▸ Work instructions
Where the string "wheel" occurs in the material below, report the whole line.

▸ Provided data
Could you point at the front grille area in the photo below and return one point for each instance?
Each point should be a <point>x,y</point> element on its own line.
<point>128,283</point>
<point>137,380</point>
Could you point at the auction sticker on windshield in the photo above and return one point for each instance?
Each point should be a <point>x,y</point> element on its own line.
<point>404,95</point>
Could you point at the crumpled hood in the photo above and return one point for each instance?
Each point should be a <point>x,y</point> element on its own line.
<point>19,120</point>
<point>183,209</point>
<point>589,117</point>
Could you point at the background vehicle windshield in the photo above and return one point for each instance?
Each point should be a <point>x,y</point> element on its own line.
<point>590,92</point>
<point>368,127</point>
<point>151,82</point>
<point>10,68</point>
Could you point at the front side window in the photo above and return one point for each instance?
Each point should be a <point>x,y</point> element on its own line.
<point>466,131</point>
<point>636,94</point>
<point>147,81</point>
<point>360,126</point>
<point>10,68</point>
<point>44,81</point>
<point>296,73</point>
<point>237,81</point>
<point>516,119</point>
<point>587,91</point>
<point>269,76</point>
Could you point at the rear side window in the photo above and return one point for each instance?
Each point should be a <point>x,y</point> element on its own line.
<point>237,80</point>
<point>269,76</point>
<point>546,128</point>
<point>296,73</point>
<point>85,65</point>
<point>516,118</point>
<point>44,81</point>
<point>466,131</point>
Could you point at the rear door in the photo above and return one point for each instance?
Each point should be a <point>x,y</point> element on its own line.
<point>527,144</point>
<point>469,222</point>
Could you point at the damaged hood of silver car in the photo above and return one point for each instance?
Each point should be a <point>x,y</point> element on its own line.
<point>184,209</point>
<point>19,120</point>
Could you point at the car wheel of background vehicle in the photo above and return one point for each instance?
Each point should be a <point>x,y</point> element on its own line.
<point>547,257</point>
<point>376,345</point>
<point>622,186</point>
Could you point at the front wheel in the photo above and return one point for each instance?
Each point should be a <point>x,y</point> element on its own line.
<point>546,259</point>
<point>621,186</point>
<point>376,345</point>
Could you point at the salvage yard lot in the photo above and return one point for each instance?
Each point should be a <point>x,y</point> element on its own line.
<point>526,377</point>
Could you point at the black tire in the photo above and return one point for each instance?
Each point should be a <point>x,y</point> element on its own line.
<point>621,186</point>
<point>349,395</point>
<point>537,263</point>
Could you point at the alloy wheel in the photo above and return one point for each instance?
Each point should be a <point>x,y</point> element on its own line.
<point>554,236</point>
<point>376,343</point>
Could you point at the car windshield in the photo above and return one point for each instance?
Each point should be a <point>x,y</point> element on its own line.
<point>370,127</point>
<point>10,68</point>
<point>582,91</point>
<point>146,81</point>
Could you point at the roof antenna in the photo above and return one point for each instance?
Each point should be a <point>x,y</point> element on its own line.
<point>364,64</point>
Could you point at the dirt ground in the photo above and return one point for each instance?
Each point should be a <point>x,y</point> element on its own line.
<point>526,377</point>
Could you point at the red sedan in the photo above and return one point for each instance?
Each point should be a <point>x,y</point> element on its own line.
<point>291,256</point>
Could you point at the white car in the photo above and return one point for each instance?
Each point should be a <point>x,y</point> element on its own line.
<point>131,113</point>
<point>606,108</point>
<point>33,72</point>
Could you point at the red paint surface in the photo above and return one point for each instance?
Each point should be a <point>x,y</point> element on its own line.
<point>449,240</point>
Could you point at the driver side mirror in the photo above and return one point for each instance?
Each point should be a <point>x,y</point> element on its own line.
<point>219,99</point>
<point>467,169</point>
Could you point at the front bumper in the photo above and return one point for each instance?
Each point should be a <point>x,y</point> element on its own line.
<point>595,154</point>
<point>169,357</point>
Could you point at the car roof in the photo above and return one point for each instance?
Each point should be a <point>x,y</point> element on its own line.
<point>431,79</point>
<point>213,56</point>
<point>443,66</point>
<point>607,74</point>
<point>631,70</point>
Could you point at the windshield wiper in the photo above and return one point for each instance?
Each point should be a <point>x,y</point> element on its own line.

▸ Finished task
Could you point at the car wheel of background vehicle in the photo above and return one point for each instance?
Could you point at the front wheel in the photo above and return one point for each instance?
Could you point at the alloy wheel in the photo above and return one point for each instance?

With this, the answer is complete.